14ème dimanche, année B, Mc 6,1-6 /
L’évangile de ce dimanche nous montre Jésus incapable de donner pleinement tout ce qu’il porte en lui-même, à cause du regard que l’on pose sur lui, des étiquettes qu’on lui accole et du rôle auquel on veut le restreindre. Non, Jésus n’est pas seulement un charpentier, il n’est pas seulement le fils de Marie, il n’est pas seulement un enfant de Nazareth… Mais nous pouvons aller plus loin : il n’est pas seulement un juif, ni seulement un rabbi, ni seulement un prophète, ni seulement un homme ! Quelle actualité ! N’est-on pas toujours prompt à enfermer l’autre dans un aspect de lui-même, dans une origine, dans une identité meurtrière[1] ? C’est un musulman… c’est un paysan… c’est un Hutu… c’est un homosexuel… c’est un noir… c’est un handicapé… etc. Comment s’ouvrir au mystère d’autrui ?

(Entrées d'un jeu d'annotation par points)

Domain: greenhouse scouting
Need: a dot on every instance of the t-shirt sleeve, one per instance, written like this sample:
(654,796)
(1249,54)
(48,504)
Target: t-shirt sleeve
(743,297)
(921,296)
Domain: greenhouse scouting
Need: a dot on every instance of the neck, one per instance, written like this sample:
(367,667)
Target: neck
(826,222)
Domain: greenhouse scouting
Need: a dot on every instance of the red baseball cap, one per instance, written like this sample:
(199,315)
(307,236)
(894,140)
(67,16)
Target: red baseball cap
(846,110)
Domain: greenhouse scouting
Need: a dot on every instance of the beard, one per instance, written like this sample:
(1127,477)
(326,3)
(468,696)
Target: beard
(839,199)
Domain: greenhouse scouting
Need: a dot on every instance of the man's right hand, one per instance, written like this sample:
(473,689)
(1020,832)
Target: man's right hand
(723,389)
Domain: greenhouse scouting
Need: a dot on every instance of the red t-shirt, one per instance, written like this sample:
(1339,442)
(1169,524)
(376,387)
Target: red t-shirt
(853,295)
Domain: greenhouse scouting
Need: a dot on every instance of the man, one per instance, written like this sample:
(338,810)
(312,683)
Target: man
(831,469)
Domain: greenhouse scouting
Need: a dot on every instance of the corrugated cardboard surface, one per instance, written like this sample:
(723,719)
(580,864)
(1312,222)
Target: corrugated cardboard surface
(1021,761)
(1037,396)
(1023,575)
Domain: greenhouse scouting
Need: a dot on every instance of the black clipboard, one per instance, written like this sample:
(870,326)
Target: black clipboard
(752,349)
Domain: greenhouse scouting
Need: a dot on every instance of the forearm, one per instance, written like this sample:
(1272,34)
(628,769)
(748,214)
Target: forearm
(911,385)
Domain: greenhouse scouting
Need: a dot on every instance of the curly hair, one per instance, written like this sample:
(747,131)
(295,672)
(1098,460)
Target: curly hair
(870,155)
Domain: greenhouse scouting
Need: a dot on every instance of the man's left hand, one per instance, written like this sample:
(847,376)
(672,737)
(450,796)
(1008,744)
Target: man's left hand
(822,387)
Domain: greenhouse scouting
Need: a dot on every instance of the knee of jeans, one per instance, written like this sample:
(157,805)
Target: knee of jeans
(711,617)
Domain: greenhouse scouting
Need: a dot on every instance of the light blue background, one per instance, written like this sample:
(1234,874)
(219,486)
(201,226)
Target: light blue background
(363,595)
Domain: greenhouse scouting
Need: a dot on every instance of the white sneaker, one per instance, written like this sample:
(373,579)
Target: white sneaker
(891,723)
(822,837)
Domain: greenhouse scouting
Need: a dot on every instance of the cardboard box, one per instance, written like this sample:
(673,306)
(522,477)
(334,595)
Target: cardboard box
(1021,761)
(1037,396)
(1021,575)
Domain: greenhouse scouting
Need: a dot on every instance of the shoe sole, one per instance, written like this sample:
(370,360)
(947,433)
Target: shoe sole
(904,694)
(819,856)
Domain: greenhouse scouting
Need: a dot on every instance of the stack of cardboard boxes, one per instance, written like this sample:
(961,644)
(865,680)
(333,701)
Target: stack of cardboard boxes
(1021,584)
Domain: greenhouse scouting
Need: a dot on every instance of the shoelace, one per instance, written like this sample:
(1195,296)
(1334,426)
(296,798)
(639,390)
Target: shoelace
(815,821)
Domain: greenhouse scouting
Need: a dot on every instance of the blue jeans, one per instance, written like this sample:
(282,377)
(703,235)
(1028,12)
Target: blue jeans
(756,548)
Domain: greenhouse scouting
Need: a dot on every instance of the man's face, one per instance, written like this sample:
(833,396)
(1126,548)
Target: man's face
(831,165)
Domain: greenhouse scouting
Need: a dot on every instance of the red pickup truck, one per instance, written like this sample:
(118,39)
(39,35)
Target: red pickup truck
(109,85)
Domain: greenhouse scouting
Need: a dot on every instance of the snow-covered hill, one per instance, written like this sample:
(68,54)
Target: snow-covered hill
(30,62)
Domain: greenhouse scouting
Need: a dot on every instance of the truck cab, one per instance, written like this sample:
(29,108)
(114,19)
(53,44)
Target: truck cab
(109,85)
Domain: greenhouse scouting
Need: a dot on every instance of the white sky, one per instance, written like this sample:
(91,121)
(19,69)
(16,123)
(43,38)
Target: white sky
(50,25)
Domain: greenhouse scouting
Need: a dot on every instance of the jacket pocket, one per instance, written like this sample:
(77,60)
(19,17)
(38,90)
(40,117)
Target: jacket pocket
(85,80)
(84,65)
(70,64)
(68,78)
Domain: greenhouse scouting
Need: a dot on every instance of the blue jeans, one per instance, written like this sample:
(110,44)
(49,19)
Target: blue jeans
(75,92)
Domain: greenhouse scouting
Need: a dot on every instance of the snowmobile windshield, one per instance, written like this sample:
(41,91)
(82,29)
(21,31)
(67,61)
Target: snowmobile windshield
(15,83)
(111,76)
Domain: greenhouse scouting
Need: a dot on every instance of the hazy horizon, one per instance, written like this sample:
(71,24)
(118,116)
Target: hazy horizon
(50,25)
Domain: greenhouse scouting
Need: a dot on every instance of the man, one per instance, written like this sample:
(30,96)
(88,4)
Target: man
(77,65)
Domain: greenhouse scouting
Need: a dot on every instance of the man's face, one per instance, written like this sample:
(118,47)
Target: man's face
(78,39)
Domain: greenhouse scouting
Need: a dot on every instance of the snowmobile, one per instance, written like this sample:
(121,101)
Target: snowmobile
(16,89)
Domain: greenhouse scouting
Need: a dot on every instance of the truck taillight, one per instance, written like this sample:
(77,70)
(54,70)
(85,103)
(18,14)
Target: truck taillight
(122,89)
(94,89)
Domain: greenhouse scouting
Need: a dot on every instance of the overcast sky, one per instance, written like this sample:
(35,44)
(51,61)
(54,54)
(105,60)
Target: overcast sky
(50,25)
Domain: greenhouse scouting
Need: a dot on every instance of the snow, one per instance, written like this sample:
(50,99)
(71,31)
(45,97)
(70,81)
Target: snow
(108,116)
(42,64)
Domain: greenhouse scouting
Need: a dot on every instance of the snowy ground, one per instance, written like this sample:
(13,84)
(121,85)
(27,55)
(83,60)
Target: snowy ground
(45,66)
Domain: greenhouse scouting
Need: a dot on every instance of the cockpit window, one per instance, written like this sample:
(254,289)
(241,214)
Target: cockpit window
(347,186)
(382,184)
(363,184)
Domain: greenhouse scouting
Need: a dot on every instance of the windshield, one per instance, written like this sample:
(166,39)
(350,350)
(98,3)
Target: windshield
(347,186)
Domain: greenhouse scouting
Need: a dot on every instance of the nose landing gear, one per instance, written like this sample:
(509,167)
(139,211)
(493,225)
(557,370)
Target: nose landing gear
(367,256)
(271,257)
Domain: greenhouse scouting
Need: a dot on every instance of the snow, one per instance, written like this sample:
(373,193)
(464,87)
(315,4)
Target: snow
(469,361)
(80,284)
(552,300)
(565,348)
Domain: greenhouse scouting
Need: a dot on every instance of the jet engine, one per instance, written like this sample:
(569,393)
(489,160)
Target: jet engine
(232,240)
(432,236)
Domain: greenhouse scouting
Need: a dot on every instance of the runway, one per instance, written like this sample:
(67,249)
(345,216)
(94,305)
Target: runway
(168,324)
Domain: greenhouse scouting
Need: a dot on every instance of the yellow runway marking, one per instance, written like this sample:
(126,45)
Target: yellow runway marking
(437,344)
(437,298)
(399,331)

### Tâches à réaliser
A – Relevez, s'il vous plaît, chaque ligne des entrées qui contient la chaîne "windshield", en tenant compte de la casse.
B – Écrivez la suite du texte sur l'évangile de Jésus rejeté à Nazareth, à partir de sa dernière phrase.
Le texte et les entrées n'ont aucun rapport entre eux.

### Réponses ci-dessous
A –
Need: a dot on every instance of the snowmobile windshield, one per instance, written like this sample:
Target: snowmobile windshield
Need: a dot on every instance of the windshield, one per instance, written like this sample:
Target: windshield

B –
Pas seulement…
Les habitants de Nazareth évoquent trois aspects qu’ils connaissent de Jésus, et dans lesquels ils veulent l’enfermer : son métier, sa famille, son village : « Comment pourrait-il venir nous faire la leçon lui qui n’est qu’un charpentier, qu’un fils de cette Marie que l’on connait bien, qu’un gamin du village ? » Mais, avec le recul, nous le savons, nous, il était loin de n’être que cela ! Alors pourquoi, tandis que nous sommes prêts à qualifier ces habitants d’endurcis et d’aveugles, sommes-nous si enclins à retomber dans les mêmes travers ? Ne serait-ce, premièrement, que d’un point de vue purement humain, il nous faut prendre conscience de l’unicité et de la complexité de chaque être humain qui ne peut être réduit à une identité simpliste : suis-je seulement « un français », « un blanc », « un prêtre » ? Il se trouve que j’ai aussi la nationalité canadienne et que, pour l’instant, je vis au Togo, que sous ma peau, le reste de mon corps à la même couleur que celle de tous les humains et que je ne suis pas seulement un prêtre mais aussi un religieux, un fils de paysan, un musicien, etc. Amin Maalouf a longuement développé cela dans son essai intitulé Les identités meurtrières : vouloir réduire « l’identité à une seule appartenance, installe les hommes dans une attitude partiale, sectaire, intolérante, dominatrice, quelquefois suicidaire, et les transforme bien souvent en tueurs, ou en partisans des tueurs »[2]. N’enfermez-vous jamais l’autre dans une identité simpliste ? Il n’est pourtant pas seulement ceci ou cela, mais un être unique constitué, à cet instant précis de sa vie, de multiples appartenances et d’une histoire singulière !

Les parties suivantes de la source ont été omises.